Goal A: Count the lines in the listing that contain the string "horizontal", treating case as significant, and reply with that number only.

1. Nebuchadnezzar the king made an image of gold,
whose height was threescore cubits, and the breadth thereof
six cubits; he set it up in the plain of Dura, in the
province of Babylon." p. 78,
There is a conjecture extant that this image had some reference to the dream of the king as described in the previous chapter, it having been erected only twenty-three years subsequently, according to the marginal chronology. In that dream the head was of gold, representing Nebuchadnezzar's kingdom. That was succeeded by metals of inferior quality, denoting a succession of kingdoms. Nebuchadnezzar was doubtless quite gratified that his kingdom should be represented by the gold; but that it should ever be succeeded by another kingdom was not so pleasing. Hence, instead of having simply the head of his image of gold, he made it all of gold, to denote that the gold of the head should extend through the entire image; or, in other words, that his kingdom should not give way to another kingdom, but be perpetual. p. 78, Para. 3.
It is probable that the height here mentioned, ninety feet at the lowest estimate, was not the height of the image proper, but included the pedestal also. Nor is it probable that any more than the image proper, if even that, was of solid gold. It could have been overlaid with thin plates, nicely joined, at a much less expense, without detracting at all from its external appearance. p. 78, Para. 4.

Data for this exercise:

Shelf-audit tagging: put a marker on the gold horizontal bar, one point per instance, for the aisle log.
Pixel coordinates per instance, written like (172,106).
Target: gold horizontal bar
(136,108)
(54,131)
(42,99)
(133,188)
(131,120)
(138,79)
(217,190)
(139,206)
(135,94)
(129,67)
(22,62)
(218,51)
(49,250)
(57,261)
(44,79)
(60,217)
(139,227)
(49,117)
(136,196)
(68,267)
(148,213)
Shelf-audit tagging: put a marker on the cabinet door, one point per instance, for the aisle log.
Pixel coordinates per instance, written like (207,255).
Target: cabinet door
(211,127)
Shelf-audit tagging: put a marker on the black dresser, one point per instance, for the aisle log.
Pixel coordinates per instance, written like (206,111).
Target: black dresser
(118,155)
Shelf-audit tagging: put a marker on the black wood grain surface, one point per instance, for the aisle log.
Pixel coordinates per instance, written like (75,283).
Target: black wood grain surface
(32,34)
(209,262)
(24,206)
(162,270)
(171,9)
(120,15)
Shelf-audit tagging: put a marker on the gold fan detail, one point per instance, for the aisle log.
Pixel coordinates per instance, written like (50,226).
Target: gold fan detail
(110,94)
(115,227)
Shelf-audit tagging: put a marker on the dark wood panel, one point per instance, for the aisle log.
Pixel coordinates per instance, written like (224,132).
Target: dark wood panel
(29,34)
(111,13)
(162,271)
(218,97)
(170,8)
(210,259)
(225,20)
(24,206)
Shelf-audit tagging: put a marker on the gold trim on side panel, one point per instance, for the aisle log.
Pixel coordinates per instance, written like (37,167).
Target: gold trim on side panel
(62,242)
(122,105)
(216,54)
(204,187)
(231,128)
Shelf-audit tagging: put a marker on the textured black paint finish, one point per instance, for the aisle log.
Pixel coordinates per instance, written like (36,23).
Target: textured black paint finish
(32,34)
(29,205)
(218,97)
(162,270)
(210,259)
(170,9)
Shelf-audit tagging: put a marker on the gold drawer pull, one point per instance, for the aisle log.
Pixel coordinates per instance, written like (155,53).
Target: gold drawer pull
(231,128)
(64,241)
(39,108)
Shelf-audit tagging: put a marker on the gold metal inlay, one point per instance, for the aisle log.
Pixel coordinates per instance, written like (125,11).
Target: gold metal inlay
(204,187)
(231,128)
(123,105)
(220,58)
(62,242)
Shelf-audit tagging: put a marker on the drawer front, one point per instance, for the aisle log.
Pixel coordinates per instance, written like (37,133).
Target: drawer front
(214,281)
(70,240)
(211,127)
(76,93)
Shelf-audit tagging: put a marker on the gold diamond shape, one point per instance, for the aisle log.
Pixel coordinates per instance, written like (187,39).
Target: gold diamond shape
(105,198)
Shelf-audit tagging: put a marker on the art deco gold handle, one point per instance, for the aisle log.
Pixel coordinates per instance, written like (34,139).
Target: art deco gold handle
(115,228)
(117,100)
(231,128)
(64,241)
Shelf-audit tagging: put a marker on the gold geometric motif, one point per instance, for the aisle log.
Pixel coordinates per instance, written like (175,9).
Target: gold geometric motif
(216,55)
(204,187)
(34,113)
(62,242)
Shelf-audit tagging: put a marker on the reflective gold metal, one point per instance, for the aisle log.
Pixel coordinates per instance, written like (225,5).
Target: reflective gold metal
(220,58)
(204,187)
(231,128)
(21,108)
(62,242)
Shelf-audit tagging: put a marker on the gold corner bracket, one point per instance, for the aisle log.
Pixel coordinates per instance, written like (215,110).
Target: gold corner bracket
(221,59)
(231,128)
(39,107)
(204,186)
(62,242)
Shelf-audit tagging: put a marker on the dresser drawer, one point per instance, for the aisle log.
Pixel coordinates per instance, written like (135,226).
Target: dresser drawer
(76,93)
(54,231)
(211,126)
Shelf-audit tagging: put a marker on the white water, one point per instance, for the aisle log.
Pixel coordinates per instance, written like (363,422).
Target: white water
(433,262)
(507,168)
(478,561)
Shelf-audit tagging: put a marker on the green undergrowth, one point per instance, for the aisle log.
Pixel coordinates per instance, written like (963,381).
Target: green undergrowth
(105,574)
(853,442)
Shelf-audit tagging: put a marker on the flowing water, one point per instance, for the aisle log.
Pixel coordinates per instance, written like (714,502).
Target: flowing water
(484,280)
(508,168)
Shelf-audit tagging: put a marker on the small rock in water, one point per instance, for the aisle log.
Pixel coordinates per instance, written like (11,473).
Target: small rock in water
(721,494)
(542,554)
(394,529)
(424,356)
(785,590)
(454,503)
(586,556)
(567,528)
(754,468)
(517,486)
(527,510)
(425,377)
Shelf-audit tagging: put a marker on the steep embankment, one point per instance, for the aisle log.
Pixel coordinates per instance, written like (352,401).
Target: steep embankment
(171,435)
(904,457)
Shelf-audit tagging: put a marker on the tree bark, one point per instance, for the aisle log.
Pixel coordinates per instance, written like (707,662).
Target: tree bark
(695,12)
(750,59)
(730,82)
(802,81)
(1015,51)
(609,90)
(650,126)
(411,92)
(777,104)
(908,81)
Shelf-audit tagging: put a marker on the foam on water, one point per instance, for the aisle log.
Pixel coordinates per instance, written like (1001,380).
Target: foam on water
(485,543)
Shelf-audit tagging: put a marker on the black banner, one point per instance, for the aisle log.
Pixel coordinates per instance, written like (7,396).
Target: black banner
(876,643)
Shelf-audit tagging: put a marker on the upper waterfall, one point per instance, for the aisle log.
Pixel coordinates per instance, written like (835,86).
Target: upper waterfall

Goal B: List every measurement of length that appears in the passage on Nebuchadnezzar's image of gold.

Full response A: 2

Full response B:
- threescore cubits
- six cubits
- ninety feet